━━━ DATA EXCERPTS

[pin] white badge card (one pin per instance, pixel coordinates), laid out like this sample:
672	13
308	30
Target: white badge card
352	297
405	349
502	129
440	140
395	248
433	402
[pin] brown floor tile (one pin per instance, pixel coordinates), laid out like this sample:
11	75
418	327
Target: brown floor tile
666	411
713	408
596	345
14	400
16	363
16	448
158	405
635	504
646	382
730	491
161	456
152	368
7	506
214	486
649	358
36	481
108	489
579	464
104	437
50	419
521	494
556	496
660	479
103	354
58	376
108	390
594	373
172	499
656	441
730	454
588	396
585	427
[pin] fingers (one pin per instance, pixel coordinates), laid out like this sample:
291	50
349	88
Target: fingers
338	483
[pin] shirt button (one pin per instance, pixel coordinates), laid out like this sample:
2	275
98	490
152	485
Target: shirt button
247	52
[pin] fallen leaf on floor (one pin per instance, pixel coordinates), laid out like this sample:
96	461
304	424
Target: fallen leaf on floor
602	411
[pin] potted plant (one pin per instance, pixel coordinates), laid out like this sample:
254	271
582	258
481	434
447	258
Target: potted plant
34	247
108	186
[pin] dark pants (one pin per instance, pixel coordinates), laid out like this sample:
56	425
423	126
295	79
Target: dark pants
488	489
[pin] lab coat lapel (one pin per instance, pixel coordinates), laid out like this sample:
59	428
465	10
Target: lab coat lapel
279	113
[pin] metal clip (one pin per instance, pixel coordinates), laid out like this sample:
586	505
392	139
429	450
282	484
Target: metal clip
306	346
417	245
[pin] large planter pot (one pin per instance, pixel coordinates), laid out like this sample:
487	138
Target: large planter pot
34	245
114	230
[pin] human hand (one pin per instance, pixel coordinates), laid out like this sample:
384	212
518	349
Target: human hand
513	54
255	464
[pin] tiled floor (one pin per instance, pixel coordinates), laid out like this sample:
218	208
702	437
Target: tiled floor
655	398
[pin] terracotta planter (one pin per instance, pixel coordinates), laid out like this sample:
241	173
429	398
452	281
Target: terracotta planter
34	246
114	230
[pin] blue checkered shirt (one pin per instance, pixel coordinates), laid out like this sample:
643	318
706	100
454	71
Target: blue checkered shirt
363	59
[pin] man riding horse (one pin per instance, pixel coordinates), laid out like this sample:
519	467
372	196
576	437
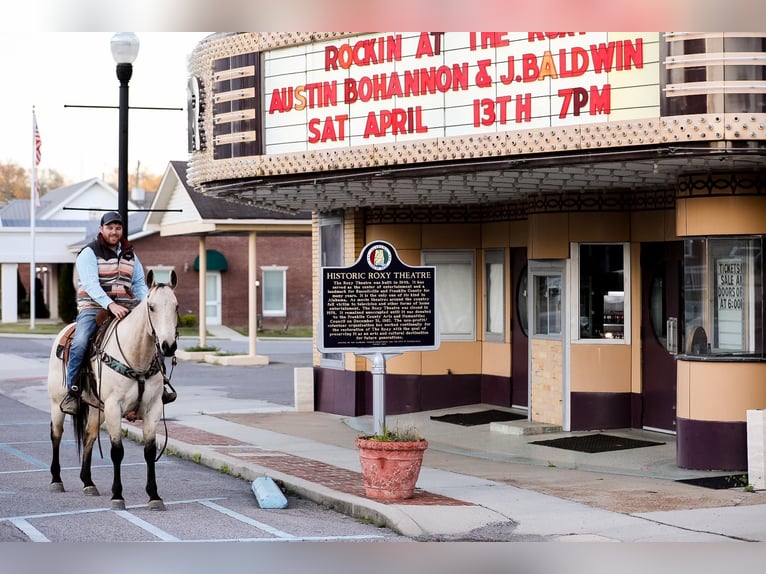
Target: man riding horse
110	277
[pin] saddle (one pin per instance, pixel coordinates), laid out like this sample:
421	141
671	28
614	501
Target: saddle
85	377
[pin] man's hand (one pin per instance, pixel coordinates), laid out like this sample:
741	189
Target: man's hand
118	310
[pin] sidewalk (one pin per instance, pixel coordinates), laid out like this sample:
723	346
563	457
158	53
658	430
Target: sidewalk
476	484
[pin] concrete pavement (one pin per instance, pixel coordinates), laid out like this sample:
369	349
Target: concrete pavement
475	484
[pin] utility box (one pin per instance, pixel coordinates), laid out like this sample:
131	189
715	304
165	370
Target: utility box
756	448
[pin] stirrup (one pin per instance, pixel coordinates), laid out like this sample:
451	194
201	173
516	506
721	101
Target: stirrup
70	404
168	393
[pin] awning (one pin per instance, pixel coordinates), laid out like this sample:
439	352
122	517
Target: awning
215	261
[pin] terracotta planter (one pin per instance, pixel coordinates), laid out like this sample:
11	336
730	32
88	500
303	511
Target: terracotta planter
390	469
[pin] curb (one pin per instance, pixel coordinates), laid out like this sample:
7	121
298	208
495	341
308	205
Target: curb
356	507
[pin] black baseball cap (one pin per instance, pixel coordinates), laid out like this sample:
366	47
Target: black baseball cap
110	217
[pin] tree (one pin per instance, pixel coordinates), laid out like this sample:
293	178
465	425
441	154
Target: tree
149	181
15	181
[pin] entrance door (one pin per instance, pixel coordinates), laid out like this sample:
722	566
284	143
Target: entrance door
661	322
519	327
213	297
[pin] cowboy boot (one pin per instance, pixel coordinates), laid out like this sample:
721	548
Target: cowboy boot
168	392
70	404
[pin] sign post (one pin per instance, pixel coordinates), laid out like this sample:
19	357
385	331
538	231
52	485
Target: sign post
378	308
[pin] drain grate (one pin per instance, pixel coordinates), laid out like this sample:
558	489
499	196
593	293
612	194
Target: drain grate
718	482
594	443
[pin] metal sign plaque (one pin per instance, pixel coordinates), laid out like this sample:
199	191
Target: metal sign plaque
379	304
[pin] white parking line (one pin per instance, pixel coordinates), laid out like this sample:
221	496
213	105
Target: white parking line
33	533
144	525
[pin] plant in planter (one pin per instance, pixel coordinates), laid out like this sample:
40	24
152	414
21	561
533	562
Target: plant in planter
391	462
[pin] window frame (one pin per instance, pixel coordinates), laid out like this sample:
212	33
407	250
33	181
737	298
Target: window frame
435	257
494	257
575	336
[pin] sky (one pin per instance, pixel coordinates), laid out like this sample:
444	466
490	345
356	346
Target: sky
53	70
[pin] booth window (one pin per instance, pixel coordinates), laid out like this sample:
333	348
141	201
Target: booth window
602	301
161	273
274	291
494	293
723	296
547	304
455	293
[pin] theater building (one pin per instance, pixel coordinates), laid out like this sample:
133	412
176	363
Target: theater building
594	206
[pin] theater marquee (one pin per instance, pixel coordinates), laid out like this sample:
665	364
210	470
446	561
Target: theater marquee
392	87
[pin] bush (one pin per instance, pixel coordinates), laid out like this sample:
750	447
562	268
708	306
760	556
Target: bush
187	320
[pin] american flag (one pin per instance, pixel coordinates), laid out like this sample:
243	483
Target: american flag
38	155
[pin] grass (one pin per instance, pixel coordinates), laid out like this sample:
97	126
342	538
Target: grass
306	332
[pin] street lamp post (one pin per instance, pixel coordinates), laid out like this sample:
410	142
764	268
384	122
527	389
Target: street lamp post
124	51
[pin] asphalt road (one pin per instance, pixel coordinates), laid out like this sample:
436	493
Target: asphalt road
203	505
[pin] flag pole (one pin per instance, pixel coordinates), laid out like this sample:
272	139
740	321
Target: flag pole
33	204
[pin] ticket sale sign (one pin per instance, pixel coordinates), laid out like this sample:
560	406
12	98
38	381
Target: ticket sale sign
396	86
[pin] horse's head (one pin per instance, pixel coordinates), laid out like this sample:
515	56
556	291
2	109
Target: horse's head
162	309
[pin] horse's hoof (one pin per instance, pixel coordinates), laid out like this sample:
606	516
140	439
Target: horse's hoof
91	491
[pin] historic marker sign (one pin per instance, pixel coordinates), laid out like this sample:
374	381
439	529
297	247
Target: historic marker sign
379	304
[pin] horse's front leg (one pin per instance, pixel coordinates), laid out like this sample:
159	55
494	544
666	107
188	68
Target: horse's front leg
89	437
151	419
113	416
57	431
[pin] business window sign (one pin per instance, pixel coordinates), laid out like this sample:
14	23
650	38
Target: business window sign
378	305
730	297
391	87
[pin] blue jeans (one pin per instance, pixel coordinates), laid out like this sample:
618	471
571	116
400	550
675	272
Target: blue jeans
86	327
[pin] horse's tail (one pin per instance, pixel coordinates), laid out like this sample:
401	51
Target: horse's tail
79	424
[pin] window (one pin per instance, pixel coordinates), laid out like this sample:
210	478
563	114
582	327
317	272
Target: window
602	304
331	255
274	291
522	299
161	273
723	306
547	307
455	293
494	293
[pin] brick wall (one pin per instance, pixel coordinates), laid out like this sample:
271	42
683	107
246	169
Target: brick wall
291	251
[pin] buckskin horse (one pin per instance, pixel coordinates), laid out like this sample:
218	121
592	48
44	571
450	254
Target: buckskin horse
128	376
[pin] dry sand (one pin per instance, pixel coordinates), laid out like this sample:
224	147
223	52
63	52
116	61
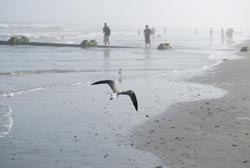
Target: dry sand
205	134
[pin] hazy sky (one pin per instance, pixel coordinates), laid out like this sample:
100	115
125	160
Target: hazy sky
182	13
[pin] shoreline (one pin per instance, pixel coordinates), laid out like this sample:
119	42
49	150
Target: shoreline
208	133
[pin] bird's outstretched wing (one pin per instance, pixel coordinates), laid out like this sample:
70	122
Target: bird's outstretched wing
132	96
111	83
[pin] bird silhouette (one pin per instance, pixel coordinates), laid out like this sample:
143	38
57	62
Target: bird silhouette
117	92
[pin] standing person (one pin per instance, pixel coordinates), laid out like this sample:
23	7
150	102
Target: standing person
106	32
147	33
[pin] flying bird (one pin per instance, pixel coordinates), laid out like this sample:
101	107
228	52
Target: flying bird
117	92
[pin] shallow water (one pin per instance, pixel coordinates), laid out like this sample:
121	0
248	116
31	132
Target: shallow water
51	116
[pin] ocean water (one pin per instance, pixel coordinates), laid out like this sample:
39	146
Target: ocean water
27	71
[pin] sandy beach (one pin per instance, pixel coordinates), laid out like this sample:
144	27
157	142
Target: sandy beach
210	133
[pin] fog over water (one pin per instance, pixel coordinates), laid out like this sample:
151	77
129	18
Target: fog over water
173	13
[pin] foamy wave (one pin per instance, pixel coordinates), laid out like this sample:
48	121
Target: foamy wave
206	67
76	84
6	121
11	94
3	25
35	72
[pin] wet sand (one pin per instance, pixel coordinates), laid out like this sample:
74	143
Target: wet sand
205	134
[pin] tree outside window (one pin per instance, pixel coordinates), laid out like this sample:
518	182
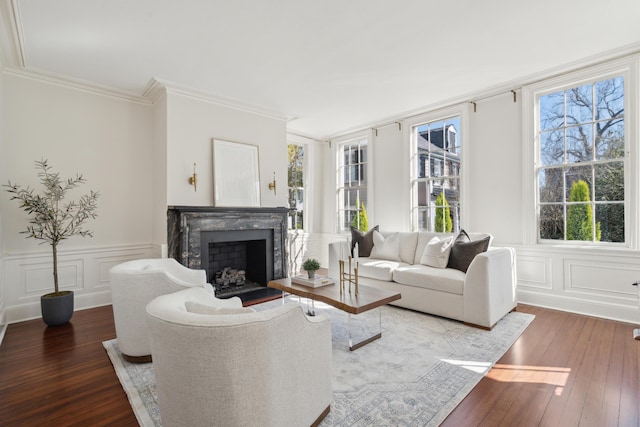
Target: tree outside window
352	183
295	178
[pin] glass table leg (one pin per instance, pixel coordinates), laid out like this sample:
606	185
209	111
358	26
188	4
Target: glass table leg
364	328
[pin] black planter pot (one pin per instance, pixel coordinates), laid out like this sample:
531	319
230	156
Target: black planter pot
57	309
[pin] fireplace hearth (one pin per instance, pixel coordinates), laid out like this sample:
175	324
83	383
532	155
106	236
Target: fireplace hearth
241	249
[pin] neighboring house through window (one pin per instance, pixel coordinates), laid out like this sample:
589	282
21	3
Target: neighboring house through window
352	185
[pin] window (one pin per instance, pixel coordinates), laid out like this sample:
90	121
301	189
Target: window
352	182
580	166
435	183
296	186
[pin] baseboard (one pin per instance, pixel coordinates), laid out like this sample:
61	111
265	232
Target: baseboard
618	312
3	327
30	311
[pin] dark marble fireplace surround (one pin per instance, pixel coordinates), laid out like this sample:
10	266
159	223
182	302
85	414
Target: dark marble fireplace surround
196	235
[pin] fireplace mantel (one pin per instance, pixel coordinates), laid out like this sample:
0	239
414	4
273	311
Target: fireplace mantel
186	223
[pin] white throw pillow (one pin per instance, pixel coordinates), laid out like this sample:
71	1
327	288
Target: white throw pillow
436	253
388	248
196	307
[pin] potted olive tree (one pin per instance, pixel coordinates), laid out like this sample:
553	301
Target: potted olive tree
52	220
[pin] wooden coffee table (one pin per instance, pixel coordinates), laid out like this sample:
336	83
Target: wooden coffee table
368	298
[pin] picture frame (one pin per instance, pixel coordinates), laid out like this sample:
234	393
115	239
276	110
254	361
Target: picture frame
236	174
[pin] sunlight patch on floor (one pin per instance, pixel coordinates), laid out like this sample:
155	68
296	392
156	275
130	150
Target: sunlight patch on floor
479	367
551	375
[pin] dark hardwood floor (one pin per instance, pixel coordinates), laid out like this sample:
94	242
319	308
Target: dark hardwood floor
565	370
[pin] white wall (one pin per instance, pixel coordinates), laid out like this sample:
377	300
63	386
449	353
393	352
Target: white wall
193	123
3	317
583	280
107	139
494	165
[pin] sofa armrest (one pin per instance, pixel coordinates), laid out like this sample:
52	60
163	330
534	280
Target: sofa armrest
336	251
490	287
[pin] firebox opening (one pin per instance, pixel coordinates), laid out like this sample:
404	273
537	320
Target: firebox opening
238	261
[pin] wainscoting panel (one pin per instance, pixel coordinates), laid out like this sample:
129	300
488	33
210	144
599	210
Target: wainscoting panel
534	271
86	272
591	282
609	279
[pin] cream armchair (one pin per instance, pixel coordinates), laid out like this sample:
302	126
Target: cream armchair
221	367
134	284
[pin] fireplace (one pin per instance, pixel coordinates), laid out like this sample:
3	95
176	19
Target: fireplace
241	249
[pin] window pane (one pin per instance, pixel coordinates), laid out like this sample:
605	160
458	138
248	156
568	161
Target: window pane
610	222
579	144
437	149
295	182
609	98
580	104
609	179
575	175
610	140
423	193
581	172
550	185
552	222
552	147
552	111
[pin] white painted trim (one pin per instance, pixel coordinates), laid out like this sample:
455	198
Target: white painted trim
335	145
616	312
77	84
153	89
87	270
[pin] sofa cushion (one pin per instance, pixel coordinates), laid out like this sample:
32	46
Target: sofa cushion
436	253
364	241
425	237
464	250
385	248
380	269
438	279
408	243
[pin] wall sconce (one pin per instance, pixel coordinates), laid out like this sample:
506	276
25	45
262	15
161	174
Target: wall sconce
193	180
272	185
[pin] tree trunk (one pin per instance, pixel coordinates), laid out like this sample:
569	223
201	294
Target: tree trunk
55	267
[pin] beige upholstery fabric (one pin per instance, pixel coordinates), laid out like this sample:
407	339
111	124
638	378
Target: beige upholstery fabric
480	297
135	283
268	368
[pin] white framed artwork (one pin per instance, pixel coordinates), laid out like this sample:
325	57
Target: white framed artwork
236	174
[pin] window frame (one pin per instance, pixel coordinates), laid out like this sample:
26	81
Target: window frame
628	69
308	179
338	145
462	111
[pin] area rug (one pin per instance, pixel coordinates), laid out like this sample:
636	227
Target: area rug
415	375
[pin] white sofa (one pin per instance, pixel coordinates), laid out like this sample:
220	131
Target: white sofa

━━━━━━

## [GIVEN TASK]
Copy out exactly the lines running from the line with "[pin] sofa armrest" to the end of the records, inclusive.

## [ANSWER TO THIS PROBLEM]
[pin] sofa armrest (one pin per instance, pixel coordinates), laid out like this sample:
52	60
163	330
534	280
Target: sofa armrest
336	251
490	287
[pin] firebox opening (one pin per instance, pixel coordinates), laid out like this sample:
404	273
537	320
Target: firebox opening
238	261
[pin] wainscoting panel (one pin per instance, pixel coordinates), laid out like this sample:
129	300
488	33
210	144
599	210
Target: wainscoting panel
534	271
86	272
591	282
609	279
[pin] cream armchair (one pin per instance, pixel coordinates), laid out like this sample:
302	126
Target: cream armchair
221	367
134	284
[pin] fireplace (one pin per instance, pixel coordinates), laid out like this sample:
3	95
176	19
Target: fireplace
241	249
[pin] window pane (one pin per instance, pixel coordinates), laid out like this sample:
605	160
458	138
248	156
568	161
Target: window pane
610	222
579	144
437	149
295	182
609	98
580	104
609	179
575	175
610	140
423	193
581	172
550	185
552	222
552	147
552	111
[pin] white painted trim (one pin per instance, pixel coordinates), laid out like this sample:
455	198
Target: white painted trim
335	145
616	312
77	84
153	89
87	270
[pin] sofa cushion (one pin per instance, pixel coordinates), laid out like this sample:
32	46
Target: sofa cushion
436	253
364	241
425	237
464	250
385	248
380	269
438	279
408	243
[pin] wall sconce (one pin per instance, pixel coordinates), laid out like this sample:
506	276
25	45
262	15
161	174
Target: wall sconce
193	180
272	185
[pin] tree trunk (one pin per instance, pixel coordinates), laid out like this sample:
569	223
201	294
Target: tree trunk
55	267
[pin] beige upholstery fabric (one pin per instance, pixel coordinates), laid out like this sample:
407	339
111	124
638	378
Target: beige upholstery fabric
480	297
135	283
268	368
[pin] white framed artwork (one pin per instance, pixel coordinates), laid out like this sample:
325	57
Target: white framed artwork
236	174
[pin] window frame (one pin per instance, pixel coordinates), laid out like this sample:
26	81
Target: window frame
628	69
308	179
338	145
462	111
[pin] area rug (one pin per instance, pixel coordinates), laid out like this sample:
636	227
Target: area rug
415	375
[pin] white sofa (one pin per instance, pixel coordinates), laid out like this sample:
220	131
Target: white sofa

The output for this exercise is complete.